**ABOUT THIS EXERCISE:** In the entries that follow, the line with "the small cove" opens the range and the line with "[(234, 7), (340, 106), (97, 237), (197, 264)]" closes it; repeat that range exactly, both lines included.

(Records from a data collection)
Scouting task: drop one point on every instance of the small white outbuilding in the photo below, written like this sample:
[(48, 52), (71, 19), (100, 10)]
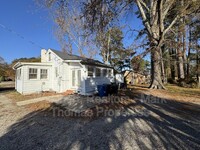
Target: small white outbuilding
[(61, 72)]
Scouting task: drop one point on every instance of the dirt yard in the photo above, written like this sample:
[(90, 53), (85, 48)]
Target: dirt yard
[(139, 119)]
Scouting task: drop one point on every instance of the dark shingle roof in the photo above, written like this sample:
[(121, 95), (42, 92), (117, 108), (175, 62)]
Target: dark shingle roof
[(66, 56), (84, 61)]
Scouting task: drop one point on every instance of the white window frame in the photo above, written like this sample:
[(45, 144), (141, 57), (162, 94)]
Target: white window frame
[(33, 73), (99, 74), (89, 72), (45, 74), (110, 74), (49, 56), (19, 73), (104, 72)]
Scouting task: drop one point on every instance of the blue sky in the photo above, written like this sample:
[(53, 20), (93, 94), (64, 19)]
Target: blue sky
[(25, 18), (35, 24)]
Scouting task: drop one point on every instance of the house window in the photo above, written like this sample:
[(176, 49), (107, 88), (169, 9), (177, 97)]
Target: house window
[(109, 73), (90, 71), (56, 71), (19, 74), (104, 72), (43, 74), (32, 73), (98, 72), (49, 56)]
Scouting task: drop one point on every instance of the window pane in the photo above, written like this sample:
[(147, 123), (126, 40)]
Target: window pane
[(43, 74), (32, 73), (109, 73), (104, 72), (90, 71), (98, 72)]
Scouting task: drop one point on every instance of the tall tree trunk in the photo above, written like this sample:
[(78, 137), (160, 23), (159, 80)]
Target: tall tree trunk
[(180, 59), (184, 50), (173, 64), (163, 72), (156, 81), (189, 50)]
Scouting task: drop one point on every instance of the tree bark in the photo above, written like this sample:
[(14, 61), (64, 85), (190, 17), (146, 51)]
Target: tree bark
[(156, 81), (189, 50), (180, 59)]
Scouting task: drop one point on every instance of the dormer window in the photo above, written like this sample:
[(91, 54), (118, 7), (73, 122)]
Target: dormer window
[(49, 56)]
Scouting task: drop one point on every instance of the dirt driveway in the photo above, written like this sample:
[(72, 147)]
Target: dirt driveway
[(138, 125)]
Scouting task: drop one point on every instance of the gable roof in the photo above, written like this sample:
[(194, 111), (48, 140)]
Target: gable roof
[(66, 56), (83, 60)]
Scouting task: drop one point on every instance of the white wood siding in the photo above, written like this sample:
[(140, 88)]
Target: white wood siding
[(36, 85)]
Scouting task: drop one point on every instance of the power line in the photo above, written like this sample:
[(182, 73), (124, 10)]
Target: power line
[(19, 35)]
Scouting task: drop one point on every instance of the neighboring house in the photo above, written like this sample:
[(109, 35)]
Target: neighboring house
[(61, 72)]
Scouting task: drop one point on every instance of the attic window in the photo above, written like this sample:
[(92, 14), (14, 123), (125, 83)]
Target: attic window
[(104, 72), (49, 56), (43, 74), (19, 74), (32, 73), (109, 73), (90, 71), (98, 72)]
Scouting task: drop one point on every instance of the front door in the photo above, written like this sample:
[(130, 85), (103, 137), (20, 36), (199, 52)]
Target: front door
[(76, 78)]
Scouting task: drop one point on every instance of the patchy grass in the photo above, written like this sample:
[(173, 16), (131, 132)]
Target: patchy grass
[(173, 92), (15, 96), (183, 91)]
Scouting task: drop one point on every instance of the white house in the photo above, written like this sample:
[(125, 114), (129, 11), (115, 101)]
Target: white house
[(60, 72)]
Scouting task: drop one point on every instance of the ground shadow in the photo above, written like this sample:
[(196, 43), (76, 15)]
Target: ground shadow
[(6, 89), (142, 125)]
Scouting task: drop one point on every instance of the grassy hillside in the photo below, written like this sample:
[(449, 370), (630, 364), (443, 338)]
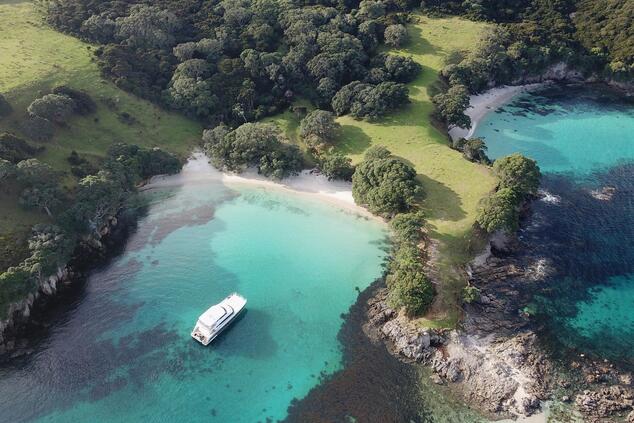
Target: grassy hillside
[(453, 185), (34, 59)]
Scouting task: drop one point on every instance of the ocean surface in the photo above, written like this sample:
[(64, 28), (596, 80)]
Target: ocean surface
[(583, 141), (121, 351)]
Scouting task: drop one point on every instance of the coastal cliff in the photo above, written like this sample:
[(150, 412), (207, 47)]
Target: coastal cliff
[(14, 328)]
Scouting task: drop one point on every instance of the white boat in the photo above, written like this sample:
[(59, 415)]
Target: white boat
[(217, 318)]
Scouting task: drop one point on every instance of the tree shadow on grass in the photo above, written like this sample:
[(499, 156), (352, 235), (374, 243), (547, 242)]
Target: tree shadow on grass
[(353, 140), (441, 202)]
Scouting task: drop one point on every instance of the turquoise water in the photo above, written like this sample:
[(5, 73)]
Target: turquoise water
[(583, 140), (579, 132), (123, 352)]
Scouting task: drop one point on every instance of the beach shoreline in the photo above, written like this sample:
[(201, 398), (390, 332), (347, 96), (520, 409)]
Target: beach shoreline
[(307, 183), (481, 104)]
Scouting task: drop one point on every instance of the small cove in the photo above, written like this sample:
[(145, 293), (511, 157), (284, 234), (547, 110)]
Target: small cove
[(583, 140), (123, 352)]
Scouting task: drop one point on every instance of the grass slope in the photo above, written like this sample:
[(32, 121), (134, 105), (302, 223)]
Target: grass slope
[(453, 185), (36, 58)]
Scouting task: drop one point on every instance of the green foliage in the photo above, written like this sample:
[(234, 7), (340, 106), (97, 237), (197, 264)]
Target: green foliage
[(384, 184), (83, 104), (517, 173), (336, 166), (42, 186), (5, 107), (450, 106), (473, 149), (253, 144), (14, 148), (53, 107), (407, 227), (396, 35), (408, 285), (367, 101), (318, 129), (499, 211), (605, 28)]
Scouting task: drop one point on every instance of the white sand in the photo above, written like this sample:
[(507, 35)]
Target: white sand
[(481, 104), (307, 183)]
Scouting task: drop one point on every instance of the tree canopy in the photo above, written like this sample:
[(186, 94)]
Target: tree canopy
[(385, 184)]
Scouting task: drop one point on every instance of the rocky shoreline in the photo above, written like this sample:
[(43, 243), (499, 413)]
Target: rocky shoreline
[(495, 361), (27, 318)]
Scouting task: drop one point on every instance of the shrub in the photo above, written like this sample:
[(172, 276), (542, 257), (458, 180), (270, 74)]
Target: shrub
[(54, 107), (384, 184), (83, 104), (15, 149)]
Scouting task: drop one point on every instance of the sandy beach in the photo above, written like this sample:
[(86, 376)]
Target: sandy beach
[(307, 183), (481, 104)]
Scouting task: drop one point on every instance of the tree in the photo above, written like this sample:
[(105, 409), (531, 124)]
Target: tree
[(42, 189), (253, 144), (498, 211), (384, 183), (408, 285), (97, 197), (451, 106), (50, 248), (336, 166), (318, 128), (54, 107), (396, 35), (518, 173), (147, 27)]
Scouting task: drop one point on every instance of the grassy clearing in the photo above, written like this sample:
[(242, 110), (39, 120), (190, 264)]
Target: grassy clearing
[(36, 58), (453, 185)]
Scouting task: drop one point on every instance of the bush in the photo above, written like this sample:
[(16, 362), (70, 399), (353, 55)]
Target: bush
[(54, 107), (15, 149), (38, 128), (518, 173), (83, 103), (5, 107), (336, 166), (384, 184)]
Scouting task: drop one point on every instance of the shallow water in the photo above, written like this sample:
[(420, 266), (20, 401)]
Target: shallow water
[(583, 140), (123, 351)]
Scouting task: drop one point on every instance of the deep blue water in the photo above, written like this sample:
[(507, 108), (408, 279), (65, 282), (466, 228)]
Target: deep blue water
[(583, 140)]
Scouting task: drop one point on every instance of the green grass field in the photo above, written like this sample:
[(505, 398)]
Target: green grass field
[(453, 185), (35, 58)]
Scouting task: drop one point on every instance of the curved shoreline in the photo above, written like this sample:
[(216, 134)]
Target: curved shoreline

**TASK SOLUTION:**
Scouting task: drop one point on every instance of the small cove in the photo above, written like this sample:
[(145, 293), (511, 157), (284, 234), (547, 110)]
Target: small cove
[(583, 140), (123, 352)]
Scouting task: drop one point on every instance of the grass slope in the photo above, written like this sample:
[(32, 121), (134, 105), (302, 223)]
Target: grass slope
[(453, 185), (36, 58)]
Scouting task: drop one point on every instance of the green foliage in the photo above, written like this sample:
[(234, 7), (340, 106), (97, 237), (197, 264)]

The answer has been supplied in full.